THE DATA Start Marker

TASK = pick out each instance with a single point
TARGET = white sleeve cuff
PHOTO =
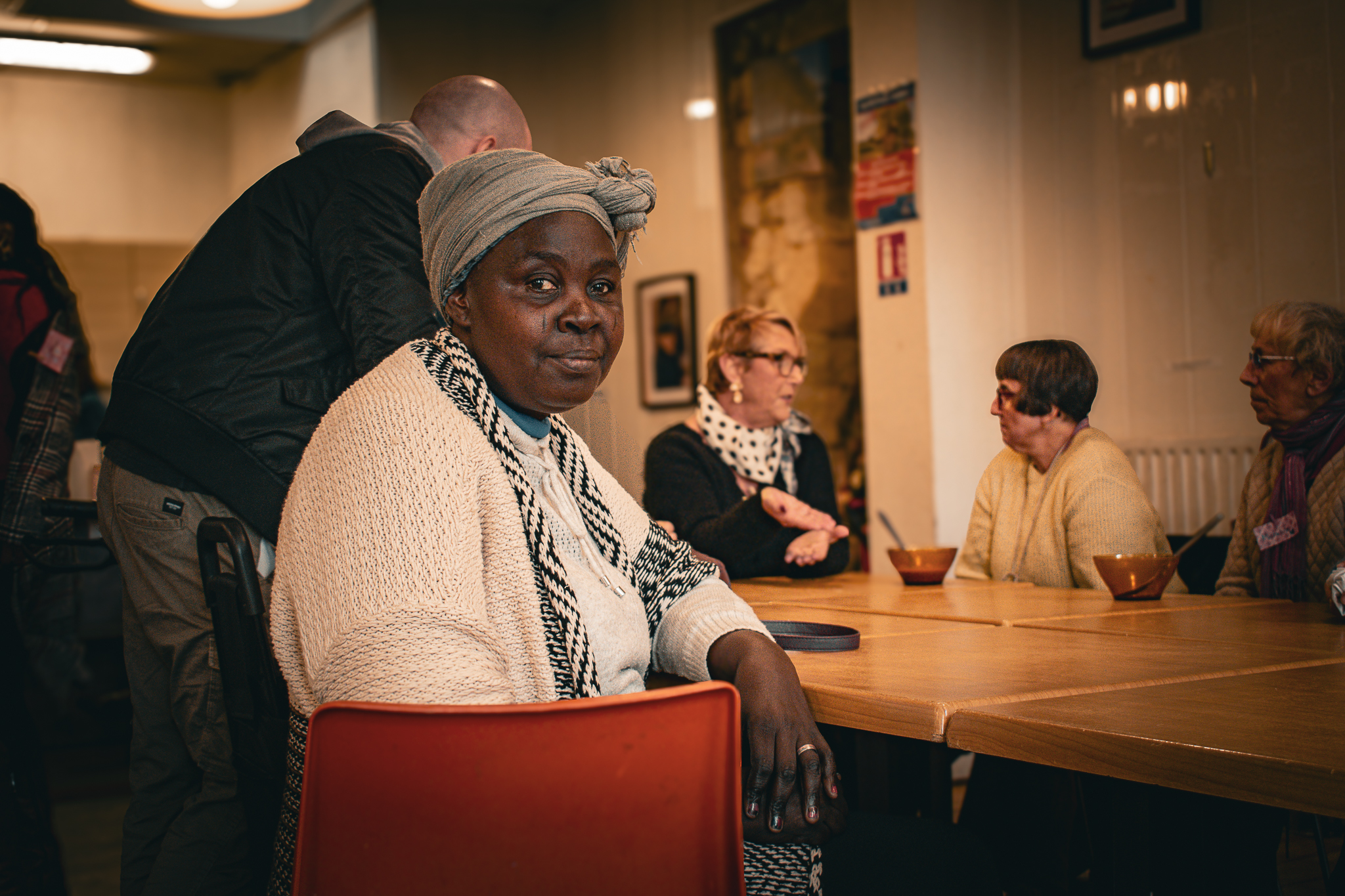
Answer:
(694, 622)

THE DATA End Marker
THE DATA Start Marker

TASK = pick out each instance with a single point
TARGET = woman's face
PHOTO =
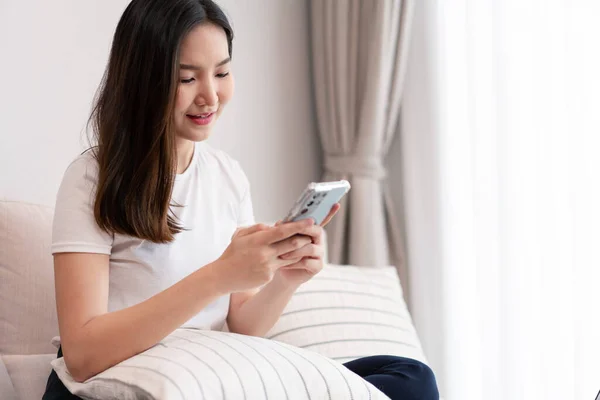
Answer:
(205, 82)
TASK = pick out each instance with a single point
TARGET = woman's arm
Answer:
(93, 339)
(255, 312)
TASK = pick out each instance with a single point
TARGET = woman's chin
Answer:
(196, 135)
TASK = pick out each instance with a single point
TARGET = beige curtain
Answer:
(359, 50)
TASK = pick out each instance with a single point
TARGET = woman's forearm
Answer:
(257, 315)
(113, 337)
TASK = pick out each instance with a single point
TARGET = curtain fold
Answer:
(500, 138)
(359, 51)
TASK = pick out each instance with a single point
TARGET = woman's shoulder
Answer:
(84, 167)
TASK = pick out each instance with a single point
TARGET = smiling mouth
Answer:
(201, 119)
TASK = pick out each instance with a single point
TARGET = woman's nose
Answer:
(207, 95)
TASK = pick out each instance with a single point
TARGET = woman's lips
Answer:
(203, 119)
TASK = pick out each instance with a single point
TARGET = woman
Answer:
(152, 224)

THE DATA End Marker
THE DATA Start Marker

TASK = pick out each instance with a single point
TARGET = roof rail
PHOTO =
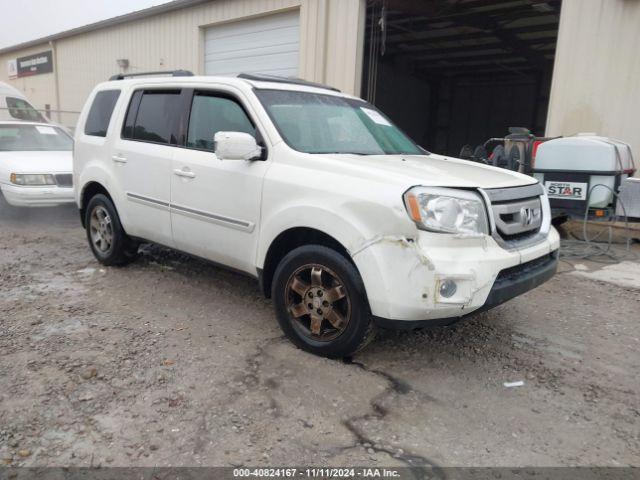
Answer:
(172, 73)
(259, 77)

THE DATA End Marker

→ **PROBLEM**:
Using the records above, report each line that contains the word "woman" by copying it.

→ **SOLUTION FOR THIS EXERCISE**:
TARGET = woman's face
TARGET = woman's arm
TARGET = woman's chin
TARGET = woman's forearm
TARGET = woman's shoulder
TARGET = woman's nose
TARGET = woman's lips
TARGET = woman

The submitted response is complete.